Material for this task
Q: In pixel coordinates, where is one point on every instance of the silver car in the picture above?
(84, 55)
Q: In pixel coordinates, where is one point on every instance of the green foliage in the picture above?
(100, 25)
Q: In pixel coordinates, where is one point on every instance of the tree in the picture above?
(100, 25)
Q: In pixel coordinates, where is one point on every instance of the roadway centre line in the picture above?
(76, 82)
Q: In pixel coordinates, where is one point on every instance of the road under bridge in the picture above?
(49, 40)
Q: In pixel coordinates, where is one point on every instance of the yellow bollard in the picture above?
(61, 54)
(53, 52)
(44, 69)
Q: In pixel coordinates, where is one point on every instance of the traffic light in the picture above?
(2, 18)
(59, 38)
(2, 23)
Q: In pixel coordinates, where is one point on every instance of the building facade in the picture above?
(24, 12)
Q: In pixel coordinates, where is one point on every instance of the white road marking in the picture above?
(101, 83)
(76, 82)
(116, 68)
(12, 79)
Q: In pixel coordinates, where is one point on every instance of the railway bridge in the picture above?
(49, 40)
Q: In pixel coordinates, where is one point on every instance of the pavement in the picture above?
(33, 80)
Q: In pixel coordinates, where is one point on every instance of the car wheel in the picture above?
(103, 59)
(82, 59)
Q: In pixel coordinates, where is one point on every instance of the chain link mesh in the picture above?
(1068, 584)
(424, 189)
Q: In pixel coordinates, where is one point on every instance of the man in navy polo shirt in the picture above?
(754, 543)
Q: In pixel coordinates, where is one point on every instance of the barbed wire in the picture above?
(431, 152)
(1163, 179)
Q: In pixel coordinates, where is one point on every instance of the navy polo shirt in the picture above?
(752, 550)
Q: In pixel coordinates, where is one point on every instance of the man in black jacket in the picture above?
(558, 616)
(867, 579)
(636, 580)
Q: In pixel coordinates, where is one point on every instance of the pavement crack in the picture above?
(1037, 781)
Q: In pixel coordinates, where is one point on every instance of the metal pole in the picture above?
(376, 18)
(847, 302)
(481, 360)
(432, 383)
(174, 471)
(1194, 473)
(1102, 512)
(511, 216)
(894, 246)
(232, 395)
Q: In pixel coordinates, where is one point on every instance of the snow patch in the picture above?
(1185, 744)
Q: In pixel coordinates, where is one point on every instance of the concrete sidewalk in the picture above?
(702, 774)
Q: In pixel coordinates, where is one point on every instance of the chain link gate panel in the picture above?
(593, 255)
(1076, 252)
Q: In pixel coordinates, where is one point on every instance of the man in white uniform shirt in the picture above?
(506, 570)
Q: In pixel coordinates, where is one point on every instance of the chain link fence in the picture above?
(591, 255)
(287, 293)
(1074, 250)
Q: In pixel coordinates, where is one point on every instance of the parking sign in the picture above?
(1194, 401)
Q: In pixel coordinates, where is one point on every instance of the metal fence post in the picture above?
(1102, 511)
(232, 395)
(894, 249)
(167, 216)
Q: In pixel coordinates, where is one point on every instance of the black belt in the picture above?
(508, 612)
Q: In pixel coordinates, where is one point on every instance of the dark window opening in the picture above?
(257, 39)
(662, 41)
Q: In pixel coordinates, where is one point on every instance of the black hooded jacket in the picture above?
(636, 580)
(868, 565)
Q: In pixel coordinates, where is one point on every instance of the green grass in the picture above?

What is being asked
Please output the complete listing without any alteration.

Output
Q: In pixel coordinates, where is one point on every instance of the silver car in the picture above?
(84, 55)
Q: In pixel coordinates, where is one point on every instance of the green foliage in the picture above?
(100, 25)
Q: In pixel coordinates, where is one point on every instance of the tree in the picture above?
(100, 25)
Q: In pixel coordinates, where is one point on every instance of the roadway centre line in the picture above?
(76, 82)
Q: In pixel coordinates, where is one point on every instance of the road under bridge in the picture above?
(49, 40)
Q: In pixel coordinates, where is one point on every instance of the yellow bollard in the picture above?
(61, 54)
(53, 52)
(44, 69)
Q: In pixel coordinates, where is one point on every instance of the traffic light in the picture above?
(2, 18)
(59, 38)
(2, 23)
Q: In pixel coordinates, where is one point on every instance of the building facade in the picture above?
(24, 12)
Q: In pixel coordinates, where is one point on every instance of the white road marking in the picture above?
(101, 83)
(76, 82)
(116, 68)
(12, 79)
Q: In pixel coordinates, where is one point on every instance of the railway bridge in the picture above?
(49, 40)
Q: In pixel coordinates, where is one point on every instance of the pavement in the picture above?
(33, 80)
Q: In pixel coordinates, where is one point on every instance of the car wheel in the picture above?
(103, 59)
(82, 59)
Q: In pixel coordinates, where is one point on every instance of the chain link mesh in the picture above?
(1068, 584)
(424, 189)
Q: In pixel coordinates, where is one point on every instance of the man in navy polo shirt in the picture above?
(754, 543)
Q: In pixel coordinates, where is one point on every instance of the barbed wire in the picture above?
(431, 152)
(1163, 179)
Q: In pixel coordinates, where is one point on every instance of the navy polo shirt in the picture above?
(752, 550)
Q: In pixel coordinates, where is one point on every instance of the man in black jacket in the picture above?
(558, 616)
(867, 579)
(636, 580)
Q: In pixel coordinates, where is one point on every instance of the pavement crack in the picture above?
(1037, 781)
Q: In pixel coordinates, where is one point on every instance of the metal pole in the picture above?
(376, 18)
(847, 302)
(481, 360)
(432, 383)
(174, 471)
(1194, 473)
(1102, 512)
(511, 216)
(894, 246)
(232, 395)
Q: In pixel coordinates, where is one point on every instance of the snow patch in the picture above?
(1185, 744)
Q: In pixel coordinates, where is one point on every instance of the concrete sidewalk in the picture above?
(702, 774)
Q: In pixel coordinates, where is one point on every instance of the chain link gate panel in the picture above?
(593, 255)
(1076, 252)
Q: In pixel coordinates, where is one point on every instance of the man in white uniform shirt in the picture above?
(506, 570)
Q: In pixel coordinates, where is one point on every instance of the chain link fence in the picture above?
(591, 255)
(287, 293)
(1074, 250)
Q: In pixel coordinates, where is one point on every instance of the parking sign in the picture above?
(1194, 401)
Q: In pixel coordinates, where is one point on every instance of the metal fence post in the picture above?
(1102, 511)
(232, 395)
(894, 249)
(167, 216)
Q: In pixel coordinates, where is one point on every instance of the black belt in the picture above?
(508, 612)
Q: In pixel coordinates, where is one point on every instance of the dark window opening in the picture above?
(257, 39)
(662, 41)
Q: In pixel coordinates, where is one point on every instance of the black hooded jacket in the picture above?
(636, 580)
(868, 565)
Q: In pixel coordinates, where is one point on every instance of the green grass in the picture above?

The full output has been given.